Exercise =
Wherever the word "window" occurs in the lines below, copy the whole line.

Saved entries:
—————
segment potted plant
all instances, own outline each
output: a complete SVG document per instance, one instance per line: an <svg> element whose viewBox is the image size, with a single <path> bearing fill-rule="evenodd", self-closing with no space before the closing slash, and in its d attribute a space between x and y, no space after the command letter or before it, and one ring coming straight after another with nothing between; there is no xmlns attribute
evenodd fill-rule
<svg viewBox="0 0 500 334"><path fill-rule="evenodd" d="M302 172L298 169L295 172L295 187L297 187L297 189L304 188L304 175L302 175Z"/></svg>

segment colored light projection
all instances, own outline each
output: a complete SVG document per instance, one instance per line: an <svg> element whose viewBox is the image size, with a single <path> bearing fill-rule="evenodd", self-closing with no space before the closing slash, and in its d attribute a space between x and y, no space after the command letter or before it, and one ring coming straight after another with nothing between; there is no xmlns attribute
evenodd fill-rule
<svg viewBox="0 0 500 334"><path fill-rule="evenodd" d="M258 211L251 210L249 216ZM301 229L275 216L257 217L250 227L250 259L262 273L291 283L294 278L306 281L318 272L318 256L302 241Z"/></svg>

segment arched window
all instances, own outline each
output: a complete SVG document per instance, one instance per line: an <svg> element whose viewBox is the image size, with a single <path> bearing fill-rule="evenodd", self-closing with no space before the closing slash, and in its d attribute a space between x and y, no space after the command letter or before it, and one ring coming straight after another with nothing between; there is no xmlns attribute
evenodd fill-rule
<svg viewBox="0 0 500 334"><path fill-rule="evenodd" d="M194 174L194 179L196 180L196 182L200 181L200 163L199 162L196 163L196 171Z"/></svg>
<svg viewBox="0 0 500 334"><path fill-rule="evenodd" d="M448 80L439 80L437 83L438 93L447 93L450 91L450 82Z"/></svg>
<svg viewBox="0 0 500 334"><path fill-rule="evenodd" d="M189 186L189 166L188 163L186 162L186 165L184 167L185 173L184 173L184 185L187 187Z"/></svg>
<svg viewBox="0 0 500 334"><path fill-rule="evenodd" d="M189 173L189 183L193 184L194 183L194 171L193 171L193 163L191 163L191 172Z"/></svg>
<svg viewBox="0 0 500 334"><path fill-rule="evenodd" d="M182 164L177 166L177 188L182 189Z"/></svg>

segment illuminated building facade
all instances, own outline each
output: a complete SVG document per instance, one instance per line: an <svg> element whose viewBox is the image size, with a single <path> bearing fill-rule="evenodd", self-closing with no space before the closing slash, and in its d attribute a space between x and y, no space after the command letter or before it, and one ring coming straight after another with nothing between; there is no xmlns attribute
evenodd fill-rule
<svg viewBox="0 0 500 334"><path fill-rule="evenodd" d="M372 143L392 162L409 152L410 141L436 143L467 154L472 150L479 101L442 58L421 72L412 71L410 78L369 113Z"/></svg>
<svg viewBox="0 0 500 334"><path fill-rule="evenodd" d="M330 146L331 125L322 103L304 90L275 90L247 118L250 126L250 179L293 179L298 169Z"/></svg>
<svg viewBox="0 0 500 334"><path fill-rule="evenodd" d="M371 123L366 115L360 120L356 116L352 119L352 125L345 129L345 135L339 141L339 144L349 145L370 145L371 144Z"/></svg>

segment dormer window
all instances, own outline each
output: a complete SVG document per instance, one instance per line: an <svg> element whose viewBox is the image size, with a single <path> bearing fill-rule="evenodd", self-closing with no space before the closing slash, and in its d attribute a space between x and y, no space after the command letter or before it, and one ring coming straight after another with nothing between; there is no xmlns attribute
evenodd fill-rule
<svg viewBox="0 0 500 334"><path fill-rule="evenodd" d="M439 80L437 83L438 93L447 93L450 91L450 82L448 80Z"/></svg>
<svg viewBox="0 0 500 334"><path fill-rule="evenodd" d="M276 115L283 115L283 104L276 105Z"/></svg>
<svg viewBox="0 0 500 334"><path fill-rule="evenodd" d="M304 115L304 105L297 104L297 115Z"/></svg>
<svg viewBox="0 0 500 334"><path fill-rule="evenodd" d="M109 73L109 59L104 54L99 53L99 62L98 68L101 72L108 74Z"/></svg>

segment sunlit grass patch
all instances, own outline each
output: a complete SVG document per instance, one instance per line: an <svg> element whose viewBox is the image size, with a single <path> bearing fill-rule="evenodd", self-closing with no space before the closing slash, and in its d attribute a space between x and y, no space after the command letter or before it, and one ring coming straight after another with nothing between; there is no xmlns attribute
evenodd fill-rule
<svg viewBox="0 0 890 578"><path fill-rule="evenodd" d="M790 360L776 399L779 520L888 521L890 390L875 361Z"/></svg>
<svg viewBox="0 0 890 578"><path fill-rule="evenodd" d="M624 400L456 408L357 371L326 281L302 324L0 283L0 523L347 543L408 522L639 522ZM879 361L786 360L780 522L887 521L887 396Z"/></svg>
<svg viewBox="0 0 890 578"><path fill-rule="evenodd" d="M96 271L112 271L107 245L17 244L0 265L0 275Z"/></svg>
—————
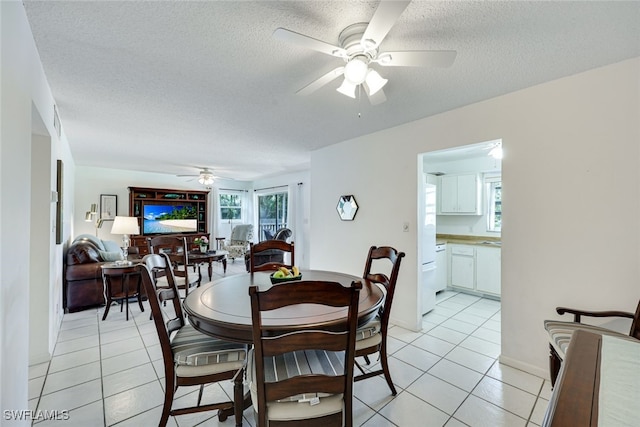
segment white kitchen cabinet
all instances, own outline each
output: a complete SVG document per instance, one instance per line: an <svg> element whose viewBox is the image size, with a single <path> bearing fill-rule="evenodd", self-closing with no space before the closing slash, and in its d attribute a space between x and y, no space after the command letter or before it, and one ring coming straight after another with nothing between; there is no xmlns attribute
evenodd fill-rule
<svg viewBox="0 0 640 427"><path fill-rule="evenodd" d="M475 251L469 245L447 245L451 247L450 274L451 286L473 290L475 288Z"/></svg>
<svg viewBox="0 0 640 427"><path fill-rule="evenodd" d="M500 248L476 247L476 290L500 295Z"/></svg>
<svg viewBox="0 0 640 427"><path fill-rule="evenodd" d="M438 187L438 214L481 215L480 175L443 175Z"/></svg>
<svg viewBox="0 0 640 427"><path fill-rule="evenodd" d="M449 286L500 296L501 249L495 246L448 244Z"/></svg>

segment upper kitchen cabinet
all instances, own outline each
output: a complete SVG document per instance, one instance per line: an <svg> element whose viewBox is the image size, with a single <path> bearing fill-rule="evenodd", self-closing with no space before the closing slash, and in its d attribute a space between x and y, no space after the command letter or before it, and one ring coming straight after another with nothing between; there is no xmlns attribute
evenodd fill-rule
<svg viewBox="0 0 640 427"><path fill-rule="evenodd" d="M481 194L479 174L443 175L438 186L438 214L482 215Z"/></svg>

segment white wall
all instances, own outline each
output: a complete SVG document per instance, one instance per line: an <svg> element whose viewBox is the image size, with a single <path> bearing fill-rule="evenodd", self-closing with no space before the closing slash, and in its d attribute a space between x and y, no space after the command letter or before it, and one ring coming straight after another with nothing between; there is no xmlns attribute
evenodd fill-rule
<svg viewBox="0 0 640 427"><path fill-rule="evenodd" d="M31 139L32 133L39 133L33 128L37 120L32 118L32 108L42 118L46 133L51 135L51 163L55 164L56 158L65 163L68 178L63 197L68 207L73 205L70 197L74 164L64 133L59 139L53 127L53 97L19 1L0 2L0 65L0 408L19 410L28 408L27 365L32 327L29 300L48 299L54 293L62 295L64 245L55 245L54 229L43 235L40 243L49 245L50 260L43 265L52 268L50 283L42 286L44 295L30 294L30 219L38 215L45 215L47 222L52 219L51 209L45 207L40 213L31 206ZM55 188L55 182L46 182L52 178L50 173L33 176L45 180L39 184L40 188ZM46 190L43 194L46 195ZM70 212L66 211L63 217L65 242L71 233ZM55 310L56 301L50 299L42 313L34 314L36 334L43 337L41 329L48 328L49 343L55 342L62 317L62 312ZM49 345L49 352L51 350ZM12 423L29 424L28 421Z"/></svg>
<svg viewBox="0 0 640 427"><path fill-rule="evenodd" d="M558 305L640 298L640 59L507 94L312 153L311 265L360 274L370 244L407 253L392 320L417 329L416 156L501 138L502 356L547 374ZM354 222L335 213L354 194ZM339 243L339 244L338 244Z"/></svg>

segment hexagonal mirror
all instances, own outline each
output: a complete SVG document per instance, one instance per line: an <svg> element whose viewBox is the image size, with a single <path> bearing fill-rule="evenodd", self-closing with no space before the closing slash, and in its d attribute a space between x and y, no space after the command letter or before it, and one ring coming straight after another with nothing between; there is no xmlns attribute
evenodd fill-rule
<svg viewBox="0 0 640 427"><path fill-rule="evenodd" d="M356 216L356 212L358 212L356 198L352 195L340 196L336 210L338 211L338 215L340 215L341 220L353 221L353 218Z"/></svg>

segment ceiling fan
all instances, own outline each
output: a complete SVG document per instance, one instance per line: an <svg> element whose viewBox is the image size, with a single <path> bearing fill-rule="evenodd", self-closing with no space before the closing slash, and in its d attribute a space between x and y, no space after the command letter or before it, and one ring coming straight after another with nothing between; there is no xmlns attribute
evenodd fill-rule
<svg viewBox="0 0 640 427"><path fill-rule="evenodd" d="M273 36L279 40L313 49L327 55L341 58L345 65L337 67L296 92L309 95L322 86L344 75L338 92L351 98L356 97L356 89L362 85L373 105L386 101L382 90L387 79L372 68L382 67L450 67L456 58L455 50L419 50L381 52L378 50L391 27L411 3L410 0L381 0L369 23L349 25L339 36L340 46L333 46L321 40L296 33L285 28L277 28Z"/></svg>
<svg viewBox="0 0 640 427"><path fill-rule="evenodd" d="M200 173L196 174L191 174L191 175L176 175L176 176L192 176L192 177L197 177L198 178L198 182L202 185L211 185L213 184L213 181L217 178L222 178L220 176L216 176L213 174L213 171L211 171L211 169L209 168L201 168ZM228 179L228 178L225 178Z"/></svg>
—————
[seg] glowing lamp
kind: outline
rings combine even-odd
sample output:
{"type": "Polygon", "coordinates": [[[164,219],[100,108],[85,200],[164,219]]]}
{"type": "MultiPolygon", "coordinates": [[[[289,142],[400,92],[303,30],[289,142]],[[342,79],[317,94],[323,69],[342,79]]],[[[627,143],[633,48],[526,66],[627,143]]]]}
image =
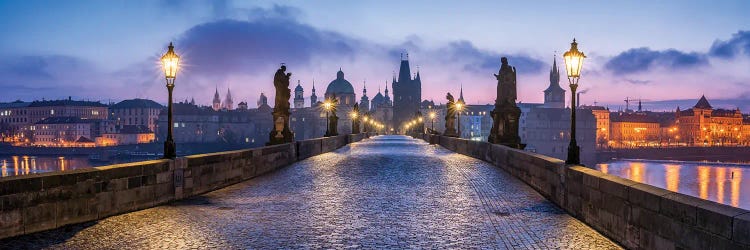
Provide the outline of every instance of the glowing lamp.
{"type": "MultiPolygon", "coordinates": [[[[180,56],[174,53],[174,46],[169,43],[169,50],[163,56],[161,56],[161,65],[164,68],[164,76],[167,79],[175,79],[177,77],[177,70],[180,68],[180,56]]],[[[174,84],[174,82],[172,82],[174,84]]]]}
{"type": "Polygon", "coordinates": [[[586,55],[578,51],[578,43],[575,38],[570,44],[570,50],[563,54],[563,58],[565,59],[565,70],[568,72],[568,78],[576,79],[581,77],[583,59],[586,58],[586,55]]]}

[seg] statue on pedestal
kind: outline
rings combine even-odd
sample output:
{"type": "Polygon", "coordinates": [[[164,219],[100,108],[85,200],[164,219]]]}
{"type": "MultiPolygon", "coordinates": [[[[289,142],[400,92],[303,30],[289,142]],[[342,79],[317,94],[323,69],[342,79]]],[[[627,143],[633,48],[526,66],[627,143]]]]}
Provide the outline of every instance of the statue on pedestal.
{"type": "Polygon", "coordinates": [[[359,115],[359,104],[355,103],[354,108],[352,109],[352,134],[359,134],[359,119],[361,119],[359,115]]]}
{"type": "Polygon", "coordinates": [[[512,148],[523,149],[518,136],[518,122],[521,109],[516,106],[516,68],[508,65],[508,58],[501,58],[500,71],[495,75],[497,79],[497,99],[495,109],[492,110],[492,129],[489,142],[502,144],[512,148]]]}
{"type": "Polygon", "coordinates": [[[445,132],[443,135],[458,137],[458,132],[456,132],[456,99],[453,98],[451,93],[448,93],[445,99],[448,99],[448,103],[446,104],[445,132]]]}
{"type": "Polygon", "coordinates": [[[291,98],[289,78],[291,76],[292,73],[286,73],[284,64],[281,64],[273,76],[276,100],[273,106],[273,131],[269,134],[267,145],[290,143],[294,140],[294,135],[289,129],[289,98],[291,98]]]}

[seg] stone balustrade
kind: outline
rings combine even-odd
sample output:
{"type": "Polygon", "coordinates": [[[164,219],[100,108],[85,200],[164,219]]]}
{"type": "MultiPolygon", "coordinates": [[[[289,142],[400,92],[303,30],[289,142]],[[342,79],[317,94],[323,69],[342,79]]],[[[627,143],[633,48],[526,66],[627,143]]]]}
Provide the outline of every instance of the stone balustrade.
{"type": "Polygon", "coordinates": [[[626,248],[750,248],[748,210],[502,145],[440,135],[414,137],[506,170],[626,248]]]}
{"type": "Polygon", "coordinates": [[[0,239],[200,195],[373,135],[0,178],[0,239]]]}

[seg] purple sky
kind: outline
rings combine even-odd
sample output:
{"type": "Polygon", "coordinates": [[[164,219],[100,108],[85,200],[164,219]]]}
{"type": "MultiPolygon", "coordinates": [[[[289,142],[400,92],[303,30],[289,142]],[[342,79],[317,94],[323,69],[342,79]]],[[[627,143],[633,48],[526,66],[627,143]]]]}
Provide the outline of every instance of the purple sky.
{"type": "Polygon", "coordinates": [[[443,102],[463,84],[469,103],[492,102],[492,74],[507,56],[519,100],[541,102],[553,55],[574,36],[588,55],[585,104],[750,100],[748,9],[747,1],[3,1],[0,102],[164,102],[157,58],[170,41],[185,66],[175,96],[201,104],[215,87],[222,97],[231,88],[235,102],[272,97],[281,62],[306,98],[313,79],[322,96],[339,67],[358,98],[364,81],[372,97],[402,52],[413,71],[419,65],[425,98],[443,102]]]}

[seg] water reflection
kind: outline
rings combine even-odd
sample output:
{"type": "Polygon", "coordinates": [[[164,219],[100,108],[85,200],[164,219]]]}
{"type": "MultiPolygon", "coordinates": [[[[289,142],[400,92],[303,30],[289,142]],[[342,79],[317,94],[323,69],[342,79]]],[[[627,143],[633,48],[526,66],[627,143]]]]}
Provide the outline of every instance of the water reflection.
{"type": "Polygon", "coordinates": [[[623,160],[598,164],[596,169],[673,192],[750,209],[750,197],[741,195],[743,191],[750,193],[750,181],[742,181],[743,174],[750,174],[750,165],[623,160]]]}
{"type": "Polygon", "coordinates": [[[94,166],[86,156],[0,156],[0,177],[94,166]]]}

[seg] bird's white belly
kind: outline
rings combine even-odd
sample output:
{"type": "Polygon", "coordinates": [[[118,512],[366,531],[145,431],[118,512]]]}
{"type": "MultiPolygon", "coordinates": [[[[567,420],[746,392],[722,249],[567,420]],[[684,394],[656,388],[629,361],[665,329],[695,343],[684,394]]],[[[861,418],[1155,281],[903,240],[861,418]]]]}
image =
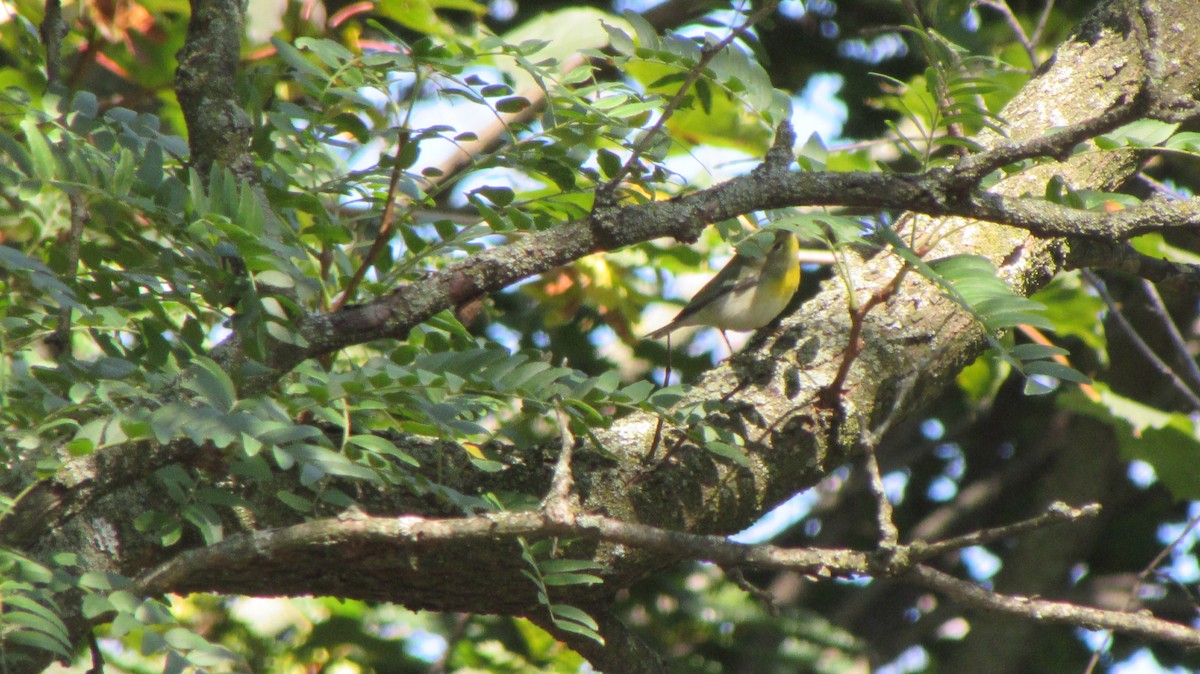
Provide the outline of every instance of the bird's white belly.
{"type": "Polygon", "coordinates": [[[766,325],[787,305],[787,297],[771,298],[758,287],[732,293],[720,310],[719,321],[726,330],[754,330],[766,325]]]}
—————
Your response =
segment arched window
segment dormer window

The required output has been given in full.